- [PAGE EXCERPT]:
The next day students grew more agitated when a false rumor circulated that Charles Evers, the brother of slain civil rights leader Medgar Evers, had been killed. Then, a non-Jackson State student set fire to a dump truck in the area, bringing fire-fighters and police to the scene.
A group of young people threw stones at the police, as they advanced through campus. Steve Weakly was hanging out with fraternity and sorority friends outside of the girls’ dorms when gunfire exploded.
“The carnage on that side of the street was just incredible,” he says. “The kids trying to get in [the dorm], everybody was screaming, and all of a sudden everything got eerily quiet. Then it started back again. It was like 10 times louder than it was before. People were screaming, girls were fainting, blood was everywhere.”
Police and state troopers fire 140 rounds in thirty seconds.
Photo shows blood and bullets on the first floor of Alexander Hall, a women’s dormitory facing Lynch Street on the Jackson State campus.
Two young black men died in the barrage of bullets.
Philip Lafayette Gibbs, a political science student in his junior year, had planned to go to law school. The 21-year-old man was the father of an 18-month-old son.
Also killed, James Earl Green, a 17 years old track star who was still in high school. The boy had planned to go to the University of California at Los Angeles. He was shot and killed behind the line of law enforcement officers.
While the shootings at Kent State topped the news around the nation, word of the twelve
students shot and injured and the two killed in Jackson did not travel far and wide.
“There is always a different narrative to how the American media treats black activists and survivors versus how they treat white activists and survivors,” says C. Leigh McInnis, professor of creative writing at Jackson.
Even today, American opinions differ on whether the deaths at Kent State increased opposition to the Vietnam War, or merely increased disillusionment with the power of protests to end the war.
Black Americans have less trouble understanding what happened after the shootings at Jackson State.
“Black folks did what black folks always do; they simply kept living,” says McInnis, “Returning to JSU in the fall for classes even with the bullet holes still fresh in the buildings, because ‘success’ and ‘revenge’ for black folks has always been survival, especially survival through education and self-determinism.”

- [WHAT IS REQUIRED]:
Answer these about the Jackson State shootings text:
1. How many rounds did police and state troopers fire, and over what span of time?
2. Which university had James Earl Green planned to attend?
3. What subject does C. Leigh McInnis teach?
You won't need the material that follows this text for anything here.

- [MATERIAL SHOWN]:
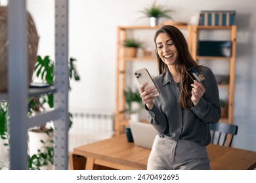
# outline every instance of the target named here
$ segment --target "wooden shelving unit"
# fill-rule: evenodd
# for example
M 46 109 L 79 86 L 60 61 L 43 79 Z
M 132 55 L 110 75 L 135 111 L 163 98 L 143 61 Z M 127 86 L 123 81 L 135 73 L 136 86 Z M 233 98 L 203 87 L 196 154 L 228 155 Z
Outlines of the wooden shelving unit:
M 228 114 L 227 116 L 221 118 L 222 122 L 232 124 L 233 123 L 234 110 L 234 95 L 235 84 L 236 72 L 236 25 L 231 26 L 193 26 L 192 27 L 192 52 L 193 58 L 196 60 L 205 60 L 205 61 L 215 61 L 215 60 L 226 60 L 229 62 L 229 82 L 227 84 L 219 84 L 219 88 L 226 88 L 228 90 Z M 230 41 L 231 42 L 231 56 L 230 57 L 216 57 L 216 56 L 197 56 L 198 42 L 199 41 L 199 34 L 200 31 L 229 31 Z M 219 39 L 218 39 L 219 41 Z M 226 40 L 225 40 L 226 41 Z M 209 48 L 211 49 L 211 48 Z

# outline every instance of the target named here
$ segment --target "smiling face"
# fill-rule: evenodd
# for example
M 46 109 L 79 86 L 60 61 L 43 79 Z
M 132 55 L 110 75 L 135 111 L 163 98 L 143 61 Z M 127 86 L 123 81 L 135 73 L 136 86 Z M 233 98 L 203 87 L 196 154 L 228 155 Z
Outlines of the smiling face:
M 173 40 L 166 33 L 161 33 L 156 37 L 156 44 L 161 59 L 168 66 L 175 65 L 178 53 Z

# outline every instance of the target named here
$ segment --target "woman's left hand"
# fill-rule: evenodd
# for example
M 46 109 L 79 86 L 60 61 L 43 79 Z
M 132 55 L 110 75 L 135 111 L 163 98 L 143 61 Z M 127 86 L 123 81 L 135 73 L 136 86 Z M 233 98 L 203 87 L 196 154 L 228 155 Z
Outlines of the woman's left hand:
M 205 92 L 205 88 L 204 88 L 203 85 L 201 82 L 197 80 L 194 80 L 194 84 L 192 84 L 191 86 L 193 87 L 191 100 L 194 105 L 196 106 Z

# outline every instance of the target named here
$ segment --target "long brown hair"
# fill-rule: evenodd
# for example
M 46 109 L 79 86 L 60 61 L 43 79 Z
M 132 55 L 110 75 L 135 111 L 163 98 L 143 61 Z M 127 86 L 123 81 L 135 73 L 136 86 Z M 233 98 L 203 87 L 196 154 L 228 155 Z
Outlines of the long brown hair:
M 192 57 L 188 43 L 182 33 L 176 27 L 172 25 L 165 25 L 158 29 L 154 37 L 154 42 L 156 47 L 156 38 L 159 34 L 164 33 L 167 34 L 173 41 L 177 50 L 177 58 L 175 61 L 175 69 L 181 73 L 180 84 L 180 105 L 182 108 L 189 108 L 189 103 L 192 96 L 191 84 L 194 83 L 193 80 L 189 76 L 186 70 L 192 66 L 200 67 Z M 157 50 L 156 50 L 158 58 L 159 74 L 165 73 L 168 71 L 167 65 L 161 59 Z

- [ANSWER AREA]:
1. 140 rounds in thirty seconds.
2. The University of California at Los Angeles.
3. Creative writing.